Task :: Which lines in the data below contain the word "crowd"? Return each of them.

(Dataset entries)
• • • • • • •

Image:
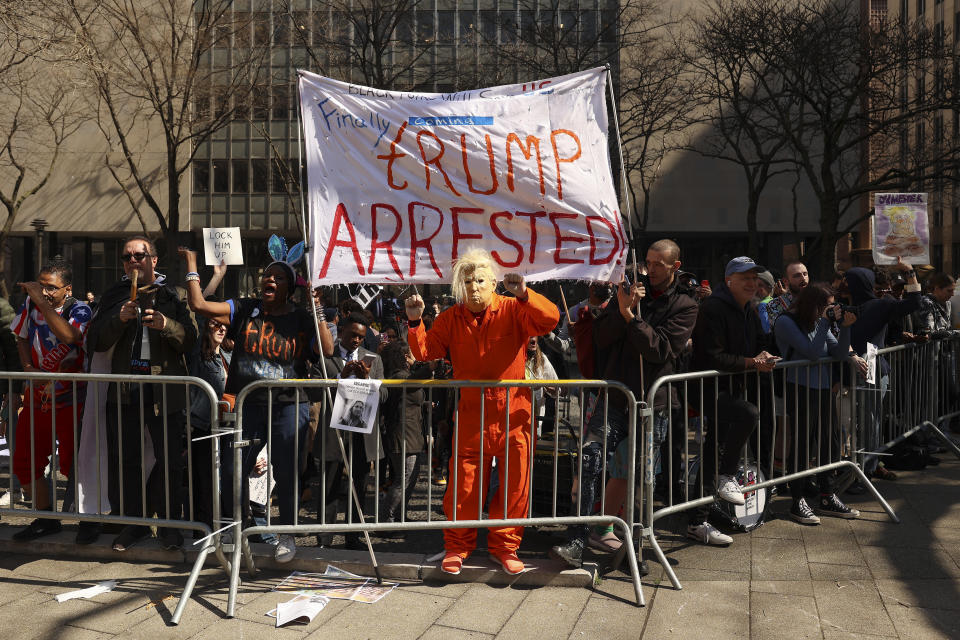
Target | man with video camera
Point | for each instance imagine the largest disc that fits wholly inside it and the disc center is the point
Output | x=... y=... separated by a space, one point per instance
x=639 y=336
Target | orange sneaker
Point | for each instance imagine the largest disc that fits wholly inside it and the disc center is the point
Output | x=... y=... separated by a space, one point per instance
x=509 y=561
x=452 y=563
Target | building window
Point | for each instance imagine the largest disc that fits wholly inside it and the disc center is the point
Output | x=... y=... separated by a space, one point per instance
x=281 y=101
x=221 y=176
x=241 y=176
x=260 y=175
x=279 y=176
x=201 y=176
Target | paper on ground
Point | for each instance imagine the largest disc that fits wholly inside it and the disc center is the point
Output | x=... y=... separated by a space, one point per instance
x=336 y=583
x=89 y=592
x=299 y=607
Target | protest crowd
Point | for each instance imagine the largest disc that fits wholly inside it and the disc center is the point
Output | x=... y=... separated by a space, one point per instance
x=660 y=320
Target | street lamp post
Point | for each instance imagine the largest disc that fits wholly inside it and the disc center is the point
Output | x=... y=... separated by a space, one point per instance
x=39 y=225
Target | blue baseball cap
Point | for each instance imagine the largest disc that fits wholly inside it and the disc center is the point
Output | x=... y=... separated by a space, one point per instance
x=742 y=264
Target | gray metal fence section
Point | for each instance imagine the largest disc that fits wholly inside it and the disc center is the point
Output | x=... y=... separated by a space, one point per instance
x=922 y=393
x=322 y=391
x=12 y=384
x=915 y=388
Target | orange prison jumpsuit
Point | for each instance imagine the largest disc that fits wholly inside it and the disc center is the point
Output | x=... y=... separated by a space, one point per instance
x=494 y=350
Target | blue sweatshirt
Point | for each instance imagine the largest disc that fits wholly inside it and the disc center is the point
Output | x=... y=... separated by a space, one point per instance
x=795 y=345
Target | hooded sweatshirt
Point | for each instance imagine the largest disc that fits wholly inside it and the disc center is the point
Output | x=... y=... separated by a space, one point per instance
x=874 y=313
x=726 y=333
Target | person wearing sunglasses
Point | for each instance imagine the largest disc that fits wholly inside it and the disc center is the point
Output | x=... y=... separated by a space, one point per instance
x=273 y=339
x=49 y=330
x=150 y=335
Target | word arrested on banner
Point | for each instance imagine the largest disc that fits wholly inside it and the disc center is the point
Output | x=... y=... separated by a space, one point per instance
x=564 y=143
x=400 y=184
x=521 y=236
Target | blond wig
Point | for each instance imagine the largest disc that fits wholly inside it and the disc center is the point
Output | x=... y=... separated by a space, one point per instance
x=469 y=264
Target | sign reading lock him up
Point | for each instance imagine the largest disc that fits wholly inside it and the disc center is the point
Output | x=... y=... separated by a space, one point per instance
x=222 y=244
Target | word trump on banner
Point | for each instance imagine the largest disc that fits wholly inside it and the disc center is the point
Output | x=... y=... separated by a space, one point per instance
x=222 y=244
x=402 y=183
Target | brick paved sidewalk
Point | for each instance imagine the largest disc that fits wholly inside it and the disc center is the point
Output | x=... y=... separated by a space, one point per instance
x=866 y=578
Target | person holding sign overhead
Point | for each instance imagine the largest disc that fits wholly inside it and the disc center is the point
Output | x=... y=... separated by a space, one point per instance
x=273 y=339
x=486 y=336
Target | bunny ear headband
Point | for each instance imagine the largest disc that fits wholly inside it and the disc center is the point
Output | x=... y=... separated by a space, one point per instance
x=284 y=257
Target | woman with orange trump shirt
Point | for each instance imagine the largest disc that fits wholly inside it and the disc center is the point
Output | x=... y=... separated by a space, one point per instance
x=486 y=336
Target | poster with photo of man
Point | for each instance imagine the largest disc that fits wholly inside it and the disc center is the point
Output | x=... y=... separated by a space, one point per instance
x=355 y=407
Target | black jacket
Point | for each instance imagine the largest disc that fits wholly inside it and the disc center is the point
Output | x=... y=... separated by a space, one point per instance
x=333 y=366
x=726 y=333
x=873 y=314
x=403 y=418
x=168 y=348
x=656 y=338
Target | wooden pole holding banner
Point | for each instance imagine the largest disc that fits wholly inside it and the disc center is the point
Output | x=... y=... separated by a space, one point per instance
x=623 y=170
x=308 y=247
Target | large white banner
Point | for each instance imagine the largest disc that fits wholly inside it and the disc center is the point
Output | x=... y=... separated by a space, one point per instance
x=402 y=183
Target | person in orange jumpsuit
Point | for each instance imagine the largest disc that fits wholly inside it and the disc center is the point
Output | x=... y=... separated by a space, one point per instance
x=486 y=336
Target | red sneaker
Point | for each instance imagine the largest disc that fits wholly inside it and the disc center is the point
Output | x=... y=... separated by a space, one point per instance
x=452 y=563
x=509 y=561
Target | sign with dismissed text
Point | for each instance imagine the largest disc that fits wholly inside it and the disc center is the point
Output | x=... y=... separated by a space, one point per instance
x=901 y=228
x=401 y=183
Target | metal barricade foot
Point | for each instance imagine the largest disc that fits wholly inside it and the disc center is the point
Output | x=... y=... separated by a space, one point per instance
x=248 y=556
x=632 y=561
x=191 y=582
x=662 y=559
x=872 y=489
x=234 y=577
x=947 y=440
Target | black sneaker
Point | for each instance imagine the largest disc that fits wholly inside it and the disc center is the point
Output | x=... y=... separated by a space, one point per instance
x=831 y=505
x=802 y=513
x=171 y=539
x=571 y=553
x=129 y=536
x=88 y=532
x=37 y=529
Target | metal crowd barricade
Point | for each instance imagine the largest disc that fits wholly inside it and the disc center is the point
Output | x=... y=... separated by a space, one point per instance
x=106 y=466
x=774 y=447
x=915 y=388
x=921 y=392
x=557 y=496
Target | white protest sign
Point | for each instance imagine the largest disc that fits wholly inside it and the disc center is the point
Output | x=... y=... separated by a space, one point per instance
x=871 y=359
x=402 y=183
x=367 y=294
x=222 y=243
x=355 y=407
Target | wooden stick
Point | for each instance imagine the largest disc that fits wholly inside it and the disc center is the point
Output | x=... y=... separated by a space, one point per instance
x=565 y=306
x=133 y=286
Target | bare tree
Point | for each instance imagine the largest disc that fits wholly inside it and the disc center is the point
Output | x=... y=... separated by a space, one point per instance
x=840 y=83
x=655 y=100
x=388 y=44
x=167 y=74
x=39 y=108
x=635 y=38
x=737 y=103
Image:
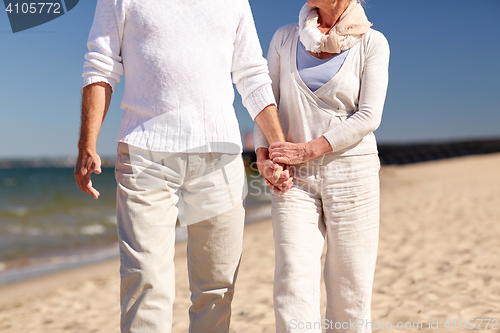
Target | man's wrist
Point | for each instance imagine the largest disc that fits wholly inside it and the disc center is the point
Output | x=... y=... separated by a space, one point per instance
x=87 y=149
x=262 y=153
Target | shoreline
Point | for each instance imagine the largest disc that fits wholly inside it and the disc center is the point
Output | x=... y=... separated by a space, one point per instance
x=17 y=271
x=439 y=232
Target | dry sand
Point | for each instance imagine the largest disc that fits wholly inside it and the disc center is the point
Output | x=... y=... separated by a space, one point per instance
x=439 y=259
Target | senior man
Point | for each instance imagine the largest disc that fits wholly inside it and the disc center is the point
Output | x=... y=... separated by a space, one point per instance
x=179 y=136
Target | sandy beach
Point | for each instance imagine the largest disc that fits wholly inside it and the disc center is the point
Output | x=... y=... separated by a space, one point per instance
x=438 y=261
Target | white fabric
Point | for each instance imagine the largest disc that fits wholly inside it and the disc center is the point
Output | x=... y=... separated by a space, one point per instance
x=337 y=198
x=346 y=33
x=179 y=61
x=212 y=186
x=346 y=110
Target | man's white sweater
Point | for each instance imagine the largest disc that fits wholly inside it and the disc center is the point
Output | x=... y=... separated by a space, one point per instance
x=180 y=59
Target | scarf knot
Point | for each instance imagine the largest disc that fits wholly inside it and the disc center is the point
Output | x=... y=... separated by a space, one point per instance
x=346 y=33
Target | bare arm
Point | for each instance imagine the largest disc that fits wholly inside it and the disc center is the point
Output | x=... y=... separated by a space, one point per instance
x=95 y=103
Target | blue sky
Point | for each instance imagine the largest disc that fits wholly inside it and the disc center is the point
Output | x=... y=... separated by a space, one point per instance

• • • • • • •

Response for this exercise ::
Target | protest crowd
Target | metal crowd barricade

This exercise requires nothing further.